Set problem 1
In the passage on The Stand, on what date will the limited series debut on CBS All Access?
Set problem 2
Rewrite the passage on The Stand starting with "Christmas is coming" and going on through "around those concepts.", and swap "Dec. 17" for "December 17".

Christmas is coming a week early this year for fans of Stephen King, as CBS All Access announced that its star-studded limited series The Stand will debut Dec. 17 exclusively on the streaming service.
I've been looking forward to that day for six long years, having first reported the news that Josh Boone would be writing and directing this adaptation -- back when it was going to be a movie -- for Warner Bros. and CBS Films. Obviously, a lot has changed since then, but what hasn't changed is my enthusiasm for this project. I've never read King's epic tale of good and evil but the 1994 miniseries made quite an impression on me as a 10-year-old kid who was just starting to wrap his head around those concepts.

Data records
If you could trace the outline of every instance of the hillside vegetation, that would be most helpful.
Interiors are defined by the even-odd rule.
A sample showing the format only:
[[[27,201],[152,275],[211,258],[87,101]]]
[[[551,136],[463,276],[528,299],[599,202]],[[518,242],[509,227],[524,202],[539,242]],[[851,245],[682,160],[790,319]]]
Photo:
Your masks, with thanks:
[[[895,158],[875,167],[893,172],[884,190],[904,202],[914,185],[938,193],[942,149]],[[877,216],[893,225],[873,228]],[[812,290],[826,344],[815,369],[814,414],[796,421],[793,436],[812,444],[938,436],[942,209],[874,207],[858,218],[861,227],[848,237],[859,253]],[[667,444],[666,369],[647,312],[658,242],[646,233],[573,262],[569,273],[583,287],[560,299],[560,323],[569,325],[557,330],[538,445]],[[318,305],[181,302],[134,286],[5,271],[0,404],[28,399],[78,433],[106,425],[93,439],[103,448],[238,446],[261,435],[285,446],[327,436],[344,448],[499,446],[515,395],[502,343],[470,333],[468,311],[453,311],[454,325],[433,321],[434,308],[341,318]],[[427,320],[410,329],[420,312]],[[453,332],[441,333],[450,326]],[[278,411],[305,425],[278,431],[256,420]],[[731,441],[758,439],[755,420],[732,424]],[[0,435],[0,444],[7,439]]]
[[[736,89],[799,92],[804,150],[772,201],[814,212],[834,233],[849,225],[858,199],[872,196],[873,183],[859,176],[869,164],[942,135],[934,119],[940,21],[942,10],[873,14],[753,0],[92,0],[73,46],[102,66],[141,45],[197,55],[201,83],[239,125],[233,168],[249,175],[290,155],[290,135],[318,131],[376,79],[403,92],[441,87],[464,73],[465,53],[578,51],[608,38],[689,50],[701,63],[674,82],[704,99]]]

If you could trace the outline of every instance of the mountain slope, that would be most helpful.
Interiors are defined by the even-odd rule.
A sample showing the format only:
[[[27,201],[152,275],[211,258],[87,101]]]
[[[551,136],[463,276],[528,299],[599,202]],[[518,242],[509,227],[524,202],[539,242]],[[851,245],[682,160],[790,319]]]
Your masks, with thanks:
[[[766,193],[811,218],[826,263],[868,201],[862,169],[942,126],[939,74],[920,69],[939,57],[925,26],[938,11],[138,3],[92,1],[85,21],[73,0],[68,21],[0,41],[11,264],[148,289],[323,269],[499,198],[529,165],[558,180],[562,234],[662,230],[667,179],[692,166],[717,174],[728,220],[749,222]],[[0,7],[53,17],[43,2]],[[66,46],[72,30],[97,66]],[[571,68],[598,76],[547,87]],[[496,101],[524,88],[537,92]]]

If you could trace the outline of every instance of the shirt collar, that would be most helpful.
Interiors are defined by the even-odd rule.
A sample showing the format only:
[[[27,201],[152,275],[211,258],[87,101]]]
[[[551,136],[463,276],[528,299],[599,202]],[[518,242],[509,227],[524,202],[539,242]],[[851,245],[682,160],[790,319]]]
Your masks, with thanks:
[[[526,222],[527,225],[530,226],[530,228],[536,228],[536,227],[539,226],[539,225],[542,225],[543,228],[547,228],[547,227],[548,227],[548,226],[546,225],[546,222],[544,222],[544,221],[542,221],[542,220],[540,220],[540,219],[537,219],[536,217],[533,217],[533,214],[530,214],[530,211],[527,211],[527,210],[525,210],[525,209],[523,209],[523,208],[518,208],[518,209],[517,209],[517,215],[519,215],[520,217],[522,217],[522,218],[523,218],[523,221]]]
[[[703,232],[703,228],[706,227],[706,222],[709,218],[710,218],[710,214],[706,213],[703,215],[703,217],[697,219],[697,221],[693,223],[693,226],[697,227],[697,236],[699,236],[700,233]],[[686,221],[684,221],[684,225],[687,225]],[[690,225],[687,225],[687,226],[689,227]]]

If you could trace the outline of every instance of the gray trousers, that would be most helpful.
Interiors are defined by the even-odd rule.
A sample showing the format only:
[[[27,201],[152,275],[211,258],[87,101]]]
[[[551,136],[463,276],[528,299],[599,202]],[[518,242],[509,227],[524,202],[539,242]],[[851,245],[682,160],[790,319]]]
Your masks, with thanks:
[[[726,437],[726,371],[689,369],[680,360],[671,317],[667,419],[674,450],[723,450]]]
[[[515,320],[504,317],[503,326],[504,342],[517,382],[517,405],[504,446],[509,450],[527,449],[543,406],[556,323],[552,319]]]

Expected answer 1
Dec. 17

Expected answer 2
Christmas is coming a week early this year for fans of Stephen King, as CBS All Access announced that its star-studded limited series The Stand will debut December 17 exclusively on the streaming service.
I've been looking forward to that day for six long years, having first reported the news that Josh Boone would be writing and directing this adaptation -- back when it was going to be a movie -- for Warner Bros. and CBS Films. Obviously, a lot has changed since then, but what hasn't changed is my enthusiasm for this project. I've never read King's epic tale of good and evil but the 1994 miniseries made quite an impression on me as a 10-year-old kid who was just starting to wrap his head around those concepts.